Kaynak Metin:
============

“Ücret Karşılığı Birlikte Çalışan Avukatlar Yönergesi” geçen mayıs ayında Türkiye Barolar Birliği Genel Kurulu’nda kabul edildi.
Ekim’de uygulanmaya başlanan yönergenin ayrıntılarını ve ilk tepkileri TBB Başkan Yardımcısı Avukat Başar Yaltı ile görüştük.
TBB bir adım attı ve işçi avukatlar yönergesini, oybirliğiyle kabul etti.1 Ekim’de yürürlüğe giren bu yönerge ne anlama geliyor? Ne değişecek?

============

Veri Alıntıları:
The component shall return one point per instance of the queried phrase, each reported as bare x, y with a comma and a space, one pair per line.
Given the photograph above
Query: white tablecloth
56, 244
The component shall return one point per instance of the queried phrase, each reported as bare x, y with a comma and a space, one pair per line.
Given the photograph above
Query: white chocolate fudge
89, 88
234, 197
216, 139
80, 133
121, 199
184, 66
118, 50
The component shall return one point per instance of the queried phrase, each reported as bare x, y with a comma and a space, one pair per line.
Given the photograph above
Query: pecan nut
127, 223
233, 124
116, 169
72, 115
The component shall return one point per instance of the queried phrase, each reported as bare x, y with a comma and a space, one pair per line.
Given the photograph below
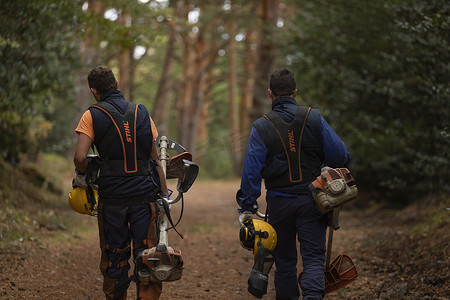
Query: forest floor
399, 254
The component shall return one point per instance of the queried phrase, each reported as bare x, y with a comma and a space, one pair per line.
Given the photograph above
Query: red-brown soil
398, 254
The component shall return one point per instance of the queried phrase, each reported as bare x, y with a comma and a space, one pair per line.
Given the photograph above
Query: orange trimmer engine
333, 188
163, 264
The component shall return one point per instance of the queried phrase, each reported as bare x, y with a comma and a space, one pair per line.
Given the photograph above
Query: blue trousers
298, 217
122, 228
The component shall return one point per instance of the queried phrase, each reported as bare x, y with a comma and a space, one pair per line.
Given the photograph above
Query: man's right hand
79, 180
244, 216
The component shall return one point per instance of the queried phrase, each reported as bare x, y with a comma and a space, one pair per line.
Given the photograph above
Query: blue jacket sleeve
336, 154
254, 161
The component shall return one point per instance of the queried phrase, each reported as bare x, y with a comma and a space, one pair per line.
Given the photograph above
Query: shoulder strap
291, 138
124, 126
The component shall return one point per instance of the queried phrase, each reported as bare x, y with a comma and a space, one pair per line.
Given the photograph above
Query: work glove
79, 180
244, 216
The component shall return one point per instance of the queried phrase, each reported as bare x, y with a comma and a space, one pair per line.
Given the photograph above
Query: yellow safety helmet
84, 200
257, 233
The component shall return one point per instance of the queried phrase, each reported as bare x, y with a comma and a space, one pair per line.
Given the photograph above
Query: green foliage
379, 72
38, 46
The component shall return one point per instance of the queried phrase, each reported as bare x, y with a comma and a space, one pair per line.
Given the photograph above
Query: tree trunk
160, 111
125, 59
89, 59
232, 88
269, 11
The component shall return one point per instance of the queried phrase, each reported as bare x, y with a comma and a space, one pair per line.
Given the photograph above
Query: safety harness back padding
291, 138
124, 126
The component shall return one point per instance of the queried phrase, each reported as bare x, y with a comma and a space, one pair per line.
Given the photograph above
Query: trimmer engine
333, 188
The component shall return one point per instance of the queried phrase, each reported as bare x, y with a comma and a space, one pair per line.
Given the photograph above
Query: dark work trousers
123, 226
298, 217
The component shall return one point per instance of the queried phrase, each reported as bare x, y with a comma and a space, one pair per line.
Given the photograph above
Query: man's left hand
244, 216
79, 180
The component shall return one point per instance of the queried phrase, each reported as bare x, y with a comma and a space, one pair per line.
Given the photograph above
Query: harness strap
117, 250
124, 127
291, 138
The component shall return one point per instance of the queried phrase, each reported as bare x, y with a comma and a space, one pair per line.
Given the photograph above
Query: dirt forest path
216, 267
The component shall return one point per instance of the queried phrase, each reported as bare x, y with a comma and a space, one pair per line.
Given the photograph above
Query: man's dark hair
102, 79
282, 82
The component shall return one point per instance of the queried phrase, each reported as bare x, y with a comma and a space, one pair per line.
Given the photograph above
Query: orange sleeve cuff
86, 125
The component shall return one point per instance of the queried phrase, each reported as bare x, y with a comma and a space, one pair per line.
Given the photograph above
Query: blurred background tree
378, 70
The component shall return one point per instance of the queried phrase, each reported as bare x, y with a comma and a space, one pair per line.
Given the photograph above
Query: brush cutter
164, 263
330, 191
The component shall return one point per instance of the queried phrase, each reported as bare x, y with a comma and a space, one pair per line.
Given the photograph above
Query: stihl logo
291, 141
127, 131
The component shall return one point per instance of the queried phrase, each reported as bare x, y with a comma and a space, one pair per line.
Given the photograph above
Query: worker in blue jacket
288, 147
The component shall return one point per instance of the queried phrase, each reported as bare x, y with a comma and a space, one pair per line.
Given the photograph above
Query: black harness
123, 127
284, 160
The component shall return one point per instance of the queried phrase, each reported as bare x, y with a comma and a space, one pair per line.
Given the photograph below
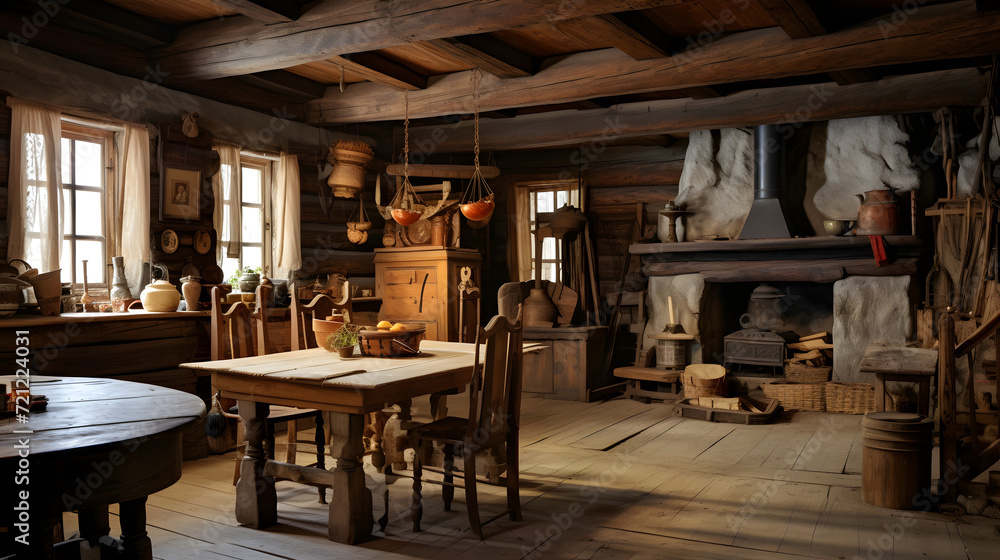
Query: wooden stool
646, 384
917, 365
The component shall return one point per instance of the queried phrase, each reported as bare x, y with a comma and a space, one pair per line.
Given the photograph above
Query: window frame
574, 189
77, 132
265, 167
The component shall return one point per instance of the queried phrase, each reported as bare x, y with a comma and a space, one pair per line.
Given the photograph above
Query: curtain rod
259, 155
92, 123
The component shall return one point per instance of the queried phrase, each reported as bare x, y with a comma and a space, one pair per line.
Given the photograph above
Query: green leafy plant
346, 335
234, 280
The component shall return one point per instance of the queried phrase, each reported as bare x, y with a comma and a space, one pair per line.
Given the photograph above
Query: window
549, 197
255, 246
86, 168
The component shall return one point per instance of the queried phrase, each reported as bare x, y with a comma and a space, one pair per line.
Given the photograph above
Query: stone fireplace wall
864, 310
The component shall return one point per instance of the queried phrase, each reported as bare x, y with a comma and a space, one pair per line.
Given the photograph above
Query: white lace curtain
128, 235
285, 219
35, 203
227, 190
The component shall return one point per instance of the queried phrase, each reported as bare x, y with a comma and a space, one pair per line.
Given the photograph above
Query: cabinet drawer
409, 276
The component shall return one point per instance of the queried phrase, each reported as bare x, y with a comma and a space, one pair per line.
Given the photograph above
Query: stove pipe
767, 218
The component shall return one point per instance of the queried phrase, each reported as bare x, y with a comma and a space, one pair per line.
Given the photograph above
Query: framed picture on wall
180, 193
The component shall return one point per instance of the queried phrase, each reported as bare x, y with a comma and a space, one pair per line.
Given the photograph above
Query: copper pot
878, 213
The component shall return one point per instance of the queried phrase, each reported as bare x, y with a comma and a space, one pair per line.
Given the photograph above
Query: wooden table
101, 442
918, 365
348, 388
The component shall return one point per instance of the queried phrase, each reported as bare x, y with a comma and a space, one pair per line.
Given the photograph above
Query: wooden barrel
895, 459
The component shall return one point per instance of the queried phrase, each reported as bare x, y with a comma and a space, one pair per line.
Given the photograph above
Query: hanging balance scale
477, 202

============

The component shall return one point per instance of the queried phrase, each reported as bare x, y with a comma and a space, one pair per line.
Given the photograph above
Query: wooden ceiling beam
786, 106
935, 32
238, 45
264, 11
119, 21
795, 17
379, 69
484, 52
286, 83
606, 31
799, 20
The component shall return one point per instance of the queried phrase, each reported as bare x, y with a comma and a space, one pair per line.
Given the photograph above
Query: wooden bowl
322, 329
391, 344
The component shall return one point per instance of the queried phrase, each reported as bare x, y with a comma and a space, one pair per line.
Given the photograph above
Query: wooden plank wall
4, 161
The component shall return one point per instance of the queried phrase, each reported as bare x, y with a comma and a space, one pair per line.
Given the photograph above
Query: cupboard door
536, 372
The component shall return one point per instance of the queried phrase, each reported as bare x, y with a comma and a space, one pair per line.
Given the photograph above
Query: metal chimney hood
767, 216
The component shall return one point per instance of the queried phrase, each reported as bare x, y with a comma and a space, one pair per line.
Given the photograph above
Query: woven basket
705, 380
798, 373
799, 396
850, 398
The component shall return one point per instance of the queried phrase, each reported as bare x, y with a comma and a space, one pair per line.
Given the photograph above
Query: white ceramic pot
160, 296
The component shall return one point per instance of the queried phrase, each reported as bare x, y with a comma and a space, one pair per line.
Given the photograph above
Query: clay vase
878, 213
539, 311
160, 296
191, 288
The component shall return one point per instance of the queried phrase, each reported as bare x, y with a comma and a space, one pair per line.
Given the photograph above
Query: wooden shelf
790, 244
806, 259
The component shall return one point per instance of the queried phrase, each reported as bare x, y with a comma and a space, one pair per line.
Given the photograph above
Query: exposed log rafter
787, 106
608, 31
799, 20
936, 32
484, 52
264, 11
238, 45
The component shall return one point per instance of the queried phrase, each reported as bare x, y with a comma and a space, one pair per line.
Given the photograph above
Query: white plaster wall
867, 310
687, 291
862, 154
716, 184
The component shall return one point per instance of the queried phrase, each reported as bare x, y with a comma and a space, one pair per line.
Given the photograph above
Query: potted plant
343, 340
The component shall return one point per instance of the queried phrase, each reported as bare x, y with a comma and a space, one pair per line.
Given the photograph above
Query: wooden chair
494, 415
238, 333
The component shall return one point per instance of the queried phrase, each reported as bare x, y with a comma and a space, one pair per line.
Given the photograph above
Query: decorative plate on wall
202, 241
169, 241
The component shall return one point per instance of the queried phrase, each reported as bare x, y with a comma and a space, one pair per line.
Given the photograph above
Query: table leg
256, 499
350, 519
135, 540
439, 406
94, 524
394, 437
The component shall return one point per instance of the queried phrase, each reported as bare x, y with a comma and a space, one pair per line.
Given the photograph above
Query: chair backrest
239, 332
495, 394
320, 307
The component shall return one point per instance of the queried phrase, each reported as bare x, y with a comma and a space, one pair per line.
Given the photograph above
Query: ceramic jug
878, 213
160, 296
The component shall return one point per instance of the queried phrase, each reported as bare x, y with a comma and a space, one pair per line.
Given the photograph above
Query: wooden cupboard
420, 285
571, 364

============

Verilen Alıştırma 1:
Kaynak metne göre şu soruları yanıtlayın:
(a) Yönerge hangi kurulda kabul edildi?
(b) Yönergenin ayrıntıları kiminle görüşüldü?
(c) Yönerge hangi tarihte yürürlüğe girdi?
Verilen Alıştırma 2:
Lütfen kaynak metinde "Ekim’de uygulanmaya başlanan" sözleriyle başlayıp "geliyor? Ne değişecek?" sözleriyle biten bölümü olduğu gibi yazıya geçirin.

Görev Sonucu 1:
(a) Türkiye Barolar Birliği Genel Kurulu'nda.
(b) TBB Başkan Yardımcısı Avukat Başar Yaltı ile.
(c) 1 Ekim'de.

Görev Sonucu 2:
Ekim’de uygulanmaya başlanan yönergenin ayrıntılarını ve ilk tepkileri TBB Başkan Yardımcısı Avukat Başar Yaltı ile görüştük.
TBB bir adım attı ve işçi avukatlar yönergesini, oybirliğiyle kabul etti.1 Ekim’de yürürlüğe giren bu yönerge ne anlama geliyor? Ne değişecek?